## Work instructions
Transcribe everything in the sermon on salt and light from "To them, to" down to "brave and bright.", reproducing each word precisely.

## Excerpt provided
To them, to us, Jesus seems to be endorsing a different way of seeing. He appeared to view the law through the lens of God’s kingdom of justice and joy. He viewed the Torah as protecting the vulnerable, not ostracizing them; as a way of making God’s love, grace, hope visible in the world, not as a reason to retreat from it. While the Pharisees saw the world through a lens of sin and scarcity, Jesus spoke of blessings and life in abundance; of a world of aggressive kindness, bold humility and reckless grace; as the locus of an emerging kingdom which could best be likened to a massive party. While the Pharisees were waiting for God to save them, Jesus was pointing out where God was already at work in their midst. While they had hidden their light under a bushel, he was encouraging his listeners to shine away, brave and bright.
This is what I think he was doing with those salt and light allusions. He was saying that those pious prigs in the Temple have taken the wonder out of God’s world. They’ve bleached God’s law, making the world bland and monochrome, free from tint, taste or texture. So he calls on his listeners to get salty again! He calls on the crowd to look for and bring out the taste and colour that are already in the world. And so he calls us to shine light in dark places; to seek and show the technicolour transcendence of the divine in our midst; to share the good news that we’re not to retreat into our echo chambers and wait for God to redeem the elite few at the end of time but to go out into all the world now, looking and listening for where God is already at work, blessing the unlikely, disturbing the unloving, eating and drinking with the unlovely.
Today, of course, with climate crises and killer viruses; with corrupt politicians and growing divisions, the world might appear to be getting darker, to taste more bitter, feel a little scarier…which is why, more than ever, we must heed Jesus’ call for us to be salt and light. To invite others into God’s kingdom and taste the divinely delicious world. To look to see where God is already at work and get stuck in. To radiate God’s grace, love and joy to a people in need of good news and, perhaps most importantly, to be people of hope.
“The people living in darkness have seen a great light,” Matthew writes in the previous chapter, showing how an ancient prophesy was being fulfilled by the preacher from Nazareth, “On those living in the land of the shadow of death a light has dawned.”
That light was the light of hope. The light that said God had not abandoned those in need. The light that said that nothing – nothing today or tomorrow, high or low, thinkable or unthinkable – that nothing – no personal scandal, no national calamity, no global crisis – that not even death itself can get between us and God’s love because of the way that Jesus has embraced us. That is the light which Jesus called his disciples then, and calls us here today, to keep radiating. With God’s help, let’s shine! Amen.

(Source data)
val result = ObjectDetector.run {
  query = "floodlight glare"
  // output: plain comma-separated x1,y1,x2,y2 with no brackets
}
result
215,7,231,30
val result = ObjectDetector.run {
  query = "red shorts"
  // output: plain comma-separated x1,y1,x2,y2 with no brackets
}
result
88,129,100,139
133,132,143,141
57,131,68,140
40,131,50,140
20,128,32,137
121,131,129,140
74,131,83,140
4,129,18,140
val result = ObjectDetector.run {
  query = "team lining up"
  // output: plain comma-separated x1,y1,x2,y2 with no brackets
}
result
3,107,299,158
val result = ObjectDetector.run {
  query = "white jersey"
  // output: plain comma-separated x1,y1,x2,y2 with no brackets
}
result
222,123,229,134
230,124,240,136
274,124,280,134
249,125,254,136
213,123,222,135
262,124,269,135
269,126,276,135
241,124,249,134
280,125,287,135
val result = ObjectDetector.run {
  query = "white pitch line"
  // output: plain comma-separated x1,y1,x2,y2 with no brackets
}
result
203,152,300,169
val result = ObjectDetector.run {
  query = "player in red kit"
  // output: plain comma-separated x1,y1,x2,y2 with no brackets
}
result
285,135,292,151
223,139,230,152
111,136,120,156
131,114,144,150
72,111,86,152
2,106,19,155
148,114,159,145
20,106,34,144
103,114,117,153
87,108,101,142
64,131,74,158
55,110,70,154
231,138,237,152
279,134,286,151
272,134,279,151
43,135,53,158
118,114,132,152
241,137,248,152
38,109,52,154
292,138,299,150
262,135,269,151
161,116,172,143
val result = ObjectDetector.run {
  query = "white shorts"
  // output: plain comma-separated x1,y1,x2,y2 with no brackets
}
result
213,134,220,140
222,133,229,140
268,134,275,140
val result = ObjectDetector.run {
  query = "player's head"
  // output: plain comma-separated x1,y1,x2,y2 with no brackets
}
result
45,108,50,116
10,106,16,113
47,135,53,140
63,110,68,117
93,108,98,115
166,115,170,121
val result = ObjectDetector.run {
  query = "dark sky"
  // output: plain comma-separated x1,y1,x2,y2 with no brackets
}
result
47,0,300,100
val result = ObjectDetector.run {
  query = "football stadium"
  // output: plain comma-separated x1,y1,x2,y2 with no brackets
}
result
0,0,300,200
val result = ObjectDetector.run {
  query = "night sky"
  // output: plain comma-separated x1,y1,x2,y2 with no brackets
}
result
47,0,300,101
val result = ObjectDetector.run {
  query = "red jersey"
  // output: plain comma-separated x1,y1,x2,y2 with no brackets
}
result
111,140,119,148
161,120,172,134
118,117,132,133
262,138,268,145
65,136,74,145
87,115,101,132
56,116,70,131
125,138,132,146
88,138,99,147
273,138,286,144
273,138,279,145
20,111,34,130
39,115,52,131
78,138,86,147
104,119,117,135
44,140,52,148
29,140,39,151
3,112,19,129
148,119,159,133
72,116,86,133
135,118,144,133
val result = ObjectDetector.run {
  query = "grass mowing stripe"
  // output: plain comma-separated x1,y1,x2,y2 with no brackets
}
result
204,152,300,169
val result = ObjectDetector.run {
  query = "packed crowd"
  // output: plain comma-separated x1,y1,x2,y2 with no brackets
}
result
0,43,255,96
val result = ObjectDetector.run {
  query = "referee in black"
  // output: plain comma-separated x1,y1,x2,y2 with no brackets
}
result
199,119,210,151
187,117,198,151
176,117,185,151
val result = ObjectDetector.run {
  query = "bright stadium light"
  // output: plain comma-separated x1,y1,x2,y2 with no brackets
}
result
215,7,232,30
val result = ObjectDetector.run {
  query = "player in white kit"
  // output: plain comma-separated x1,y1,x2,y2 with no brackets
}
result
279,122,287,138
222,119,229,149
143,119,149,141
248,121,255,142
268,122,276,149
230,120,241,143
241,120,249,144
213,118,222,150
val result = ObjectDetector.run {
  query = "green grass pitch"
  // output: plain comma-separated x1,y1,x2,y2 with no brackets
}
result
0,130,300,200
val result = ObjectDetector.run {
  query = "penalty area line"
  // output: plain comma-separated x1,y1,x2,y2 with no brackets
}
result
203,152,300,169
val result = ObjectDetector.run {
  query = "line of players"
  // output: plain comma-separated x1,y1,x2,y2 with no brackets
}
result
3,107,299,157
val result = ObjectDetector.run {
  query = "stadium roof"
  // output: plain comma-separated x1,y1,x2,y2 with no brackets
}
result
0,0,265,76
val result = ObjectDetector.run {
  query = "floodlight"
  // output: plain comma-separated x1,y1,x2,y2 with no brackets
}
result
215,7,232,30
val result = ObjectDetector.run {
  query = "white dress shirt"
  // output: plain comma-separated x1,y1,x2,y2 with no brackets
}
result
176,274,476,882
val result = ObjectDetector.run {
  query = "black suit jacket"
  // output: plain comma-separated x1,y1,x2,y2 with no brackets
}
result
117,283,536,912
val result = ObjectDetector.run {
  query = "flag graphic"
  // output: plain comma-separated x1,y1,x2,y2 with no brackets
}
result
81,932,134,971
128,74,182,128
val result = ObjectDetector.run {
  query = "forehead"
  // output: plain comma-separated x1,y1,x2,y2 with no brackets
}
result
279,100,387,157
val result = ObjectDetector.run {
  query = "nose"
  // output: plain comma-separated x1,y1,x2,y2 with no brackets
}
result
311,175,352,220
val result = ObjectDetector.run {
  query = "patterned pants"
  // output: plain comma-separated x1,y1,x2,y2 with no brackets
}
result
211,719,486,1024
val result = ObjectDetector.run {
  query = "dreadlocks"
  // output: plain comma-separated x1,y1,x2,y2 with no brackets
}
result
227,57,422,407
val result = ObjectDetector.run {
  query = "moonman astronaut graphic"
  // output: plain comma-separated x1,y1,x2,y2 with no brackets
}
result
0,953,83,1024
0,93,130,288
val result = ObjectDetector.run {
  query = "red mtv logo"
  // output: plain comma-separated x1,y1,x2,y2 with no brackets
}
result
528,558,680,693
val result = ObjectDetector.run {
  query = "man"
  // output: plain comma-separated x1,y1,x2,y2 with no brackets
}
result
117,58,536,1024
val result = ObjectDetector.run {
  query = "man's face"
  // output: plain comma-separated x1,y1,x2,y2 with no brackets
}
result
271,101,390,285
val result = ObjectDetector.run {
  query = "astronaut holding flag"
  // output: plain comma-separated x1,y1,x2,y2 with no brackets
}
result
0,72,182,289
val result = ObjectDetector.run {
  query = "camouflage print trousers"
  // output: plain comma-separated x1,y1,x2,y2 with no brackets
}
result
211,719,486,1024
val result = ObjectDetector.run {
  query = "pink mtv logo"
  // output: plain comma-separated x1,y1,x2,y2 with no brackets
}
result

## Exercise output
To them, to us, Jesus seems to be endorsing a different way of seeing. He appeared to view the law through the lens of God’s kingdom of justice and joy. He viewed the Torah as protecting the vulnerable, not ostracizing them; as a way of making God’s love, grace, hope visible in the world, not as a reason to retreat from it. While the Pharisees saw the world through a lens of sin and scarcity, Jesus spoke of blessings and life in abundance; of a world of aggressive kindness, bold humility and reckless grace; as the locus of an emerging kingdom which could best be likened to a massive party. While the Pharisees were waiting for God to save them, Jesus was pointing out where God was already at work in their midst. While they had hidden their light under a bushel, he was encouraging his listeners to shine away, brave and bright.